* _HOW TO COMPLETE THIS TASK_: Repeat the entries exactly as they appear.
--
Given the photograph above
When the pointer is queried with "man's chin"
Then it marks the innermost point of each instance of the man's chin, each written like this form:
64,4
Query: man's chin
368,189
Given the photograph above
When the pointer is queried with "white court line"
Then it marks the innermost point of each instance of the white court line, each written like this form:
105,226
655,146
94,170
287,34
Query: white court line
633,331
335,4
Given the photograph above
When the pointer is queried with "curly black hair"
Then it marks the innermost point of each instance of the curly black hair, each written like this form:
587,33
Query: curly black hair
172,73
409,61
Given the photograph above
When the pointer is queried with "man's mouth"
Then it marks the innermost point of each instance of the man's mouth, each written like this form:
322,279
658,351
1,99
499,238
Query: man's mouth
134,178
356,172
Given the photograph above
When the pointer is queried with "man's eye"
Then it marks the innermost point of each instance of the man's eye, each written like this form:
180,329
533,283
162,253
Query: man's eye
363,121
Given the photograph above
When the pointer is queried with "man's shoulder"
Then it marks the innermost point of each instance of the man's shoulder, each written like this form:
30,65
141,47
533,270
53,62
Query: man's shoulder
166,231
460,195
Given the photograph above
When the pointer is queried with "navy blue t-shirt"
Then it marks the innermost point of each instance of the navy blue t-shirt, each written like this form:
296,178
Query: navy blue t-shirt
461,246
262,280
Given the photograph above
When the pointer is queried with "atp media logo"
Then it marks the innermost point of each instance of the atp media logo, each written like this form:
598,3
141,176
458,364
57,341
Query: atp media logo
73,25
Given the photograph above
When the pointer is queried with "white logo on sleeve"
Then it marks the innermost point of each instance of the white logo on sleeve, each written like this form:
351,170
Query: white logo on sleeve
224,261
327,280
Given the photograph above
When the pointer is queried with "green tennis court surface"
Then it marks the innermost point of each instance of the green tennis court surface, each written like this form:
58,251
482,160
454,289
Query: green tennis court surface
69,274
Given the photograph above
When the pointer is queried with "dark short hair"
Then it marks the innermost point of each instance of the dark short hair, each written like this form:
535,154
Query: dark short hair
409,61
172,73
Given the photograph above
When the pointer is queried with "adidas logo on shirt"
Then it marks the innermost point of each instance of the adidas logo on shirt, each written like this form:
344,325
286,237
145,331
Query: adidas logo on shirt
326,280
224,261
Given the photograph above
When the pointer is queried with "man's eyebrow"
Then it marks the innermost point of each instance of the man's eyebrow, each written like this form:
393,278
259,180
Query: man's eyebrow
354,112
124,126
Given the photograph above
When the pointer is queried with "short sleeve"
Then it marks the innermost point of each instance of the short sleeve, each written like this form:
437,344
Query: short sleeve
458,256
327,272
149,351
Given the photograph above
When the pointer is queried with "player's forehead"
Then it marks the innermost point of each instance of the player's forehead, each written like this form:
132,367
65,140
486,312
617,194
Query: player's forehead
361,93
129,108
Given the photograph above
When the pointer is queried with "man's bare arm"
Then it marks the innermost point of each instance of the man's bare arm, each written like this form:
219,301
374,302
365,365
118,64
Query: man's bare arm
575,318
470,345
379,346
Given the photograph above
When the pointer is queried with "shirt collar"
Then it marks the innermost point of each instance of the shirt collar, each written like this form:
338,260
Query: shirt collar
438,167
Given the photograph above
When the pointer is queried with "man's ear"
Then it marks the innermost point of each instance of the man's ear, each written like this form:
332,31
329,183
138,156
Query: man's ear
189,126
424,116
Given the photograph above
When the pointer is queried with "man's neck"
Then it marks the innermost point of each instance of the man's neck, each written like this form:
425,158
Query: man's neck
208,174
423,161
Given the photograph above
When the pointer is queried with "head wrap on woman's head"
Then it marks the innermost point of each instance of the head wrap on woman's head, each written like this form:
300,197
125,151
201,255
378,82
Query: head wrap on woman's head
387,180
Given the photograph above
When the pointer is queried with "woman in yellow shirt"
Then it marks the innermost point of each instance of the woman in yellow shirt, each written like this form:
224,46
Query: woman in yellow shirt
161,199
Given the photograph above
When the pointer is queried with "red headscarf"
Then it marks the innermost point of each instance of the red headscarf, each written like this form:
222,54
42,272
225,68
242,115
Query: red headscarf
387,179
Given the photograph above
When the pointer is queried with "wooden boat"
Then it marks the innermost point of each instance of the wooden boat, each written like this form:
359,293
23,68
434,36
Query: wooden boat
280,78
--
* _ANSWER BOX_:
Given the photograph above
When the pointer is queried with "man's chin"
Then it marks the innermost point of each instance of the man's chin, each written like this form:
64,4
Query: man's chin
368,189
Given the photograph above
When the pointer is queried with "white court line"
Then it marks the innermost point of each instance of the white court line, each written like this form:
105,226
655,146
94,170
287,34
Query: white court line
633,331
335,4
Given the photograph above
When the pointer is queried with "curly black hair"
Then it marks the innermost point of each instance of the curly black hair, each written like this form:
587,33
Query: curly black hair
172,73
409,61
Given the photograph above
When the pointer is queried with "man's mouth"
Then it marks the innermost point of each instance of the man's mouth, each written like this form:
322,279
658,351
1,99
499,238
Query: man's mouth
134,178
356,172
Given the photograph above
When the pointer is queried with "man's eye"
Then it marks the innermost point of each instance of the man's eye, each written like this form:
180,329
533,283
162,253
Query: man's eye
363,121
Given the photograph above
When the pointer is queried with "man's shoulder"
Then it marks the innermost point of each instance of the man's shoulder, each written like this form:
30,65
141,47
533,270
53,62
Query: man's shoulder
166,231
460,195
Given the photograph above
When the pointer is queried with "navy blue t-shirt"
Then it marks the innermost point of each instance of the navy blue t-shirt, each written like this form:
296,178
Query: navy blue t-shirt
461,246
262,280
Given the photograph above
When the pointer is queried with "atp media logo"
Then it marks the innermost point of each instance of the atp media logo, each written like this form:
598,3
141,176
458,364
57,341
Query: atp media logo
73,25
Given the photograph above
When the pointer is queried with "white logo on sleeve"
Then it marks the innermost point of each instance of the white logo on sleeve, each written like this form:
351,170
Query: white logo on sleeve
224,261
327,280
Given the photograph above
When the pointer is queried with "green tennis court surface"
Then it marks the innermost point of each instance of the green tennis court surface, each written like this form:
58,251
482,160
454,289
Query: green tennis court surface
69,274
Given the photograph above
When the pointer is queried with "dark short hair"
Then it marks the innermost point of each instance of the dark short hair, each written like this form:
535,154
Query: dark short hair
409,61
172,73
Given the photograph above
When the pointer is queried with "adidas logo on shirt"
Then it marks the innermost point of each instance of the adidas logo on shirt, each written like this form:
344,325
286,237
145,331
Query: adidas logo on shirt
326,280
224,261
Given the photograph above
When the pointer is queried with "man's eyebrow"
Then it marks the innermost point of each instance of the man's eyebrow, each written like this form:
393,278
259,180
Query: man's eyebrow
354,112
124,126
Given the photograph above
When the pointer is queried with "short sleeve"
Then it marks the innermost point of each instance of the short sleeve, each written like this form:
437,344
Query: short sleeve
458,256
327,272
149,351
Given the photograph above
When the pointer is queried with "player's forehead"
Then it marks the innermost point of each instance of the player's forehead, each written like this form:
132,367
65,140
486,312
617,194
Query: player's forehead
361,93
129,108
Given the photograph above
When the pointer is queried with "man's bare arm"
Then it marks the innermost point of each instance of the man's bare arm, each written like this form:
219,301
374,302
365,365
118,64
Query: man's bare arm
575,318
470,345
379,346
Given the photograph above
When the pointer is queried with "shirt collar"
Then it marks the innermost point of each instance of the shirt collar, each written like this form:
338,260
Query: shirt collar
438,167
Given the photograph above
When the pointer is queried with "man's ear"
Then it marks the innermost point of each instance of the man's ear, each written like this form:
332,31
329,183
138,156
Query: man's ear
189,126
424,116
Given the photograph above
When the pointer is queried with "man's neck"
Then it marks the innermost point of each instance of the man's neck, each written like this form:
425,158
Query: man's neck
208,174
423,161
Given the photograph above
When the pointer is queried with "head wrap on woman's head"
Then it marks the innermost point of each instance of the head wrap on woman's head, each written like this form:
300,197
125,151
201,255
378,82
Query: head wrap on woman's head
387,180
Given the photograph above
When the pointer is queried with "woman in yellow shirt"
Then it marks the innermost point of each instance of the woman in yellow shirt, each written like this form:
224,46
Query: woman in yellow shirt
161,199
Given the photograph above
When the pointer is queried with "red headscarf"
Then it marks the innermost point of each instance of the red headscarf, each written like this form:
222,54
42,272
225,68
242,115
Query: red headscarf
387,179
Given the photograph above
When the pointer is queried with "wooden boat"
Then it marks the innermost point of each instance of the wooden boat, each written like this form:
359,293
23,68
434,36
Query: wooden boat
280,78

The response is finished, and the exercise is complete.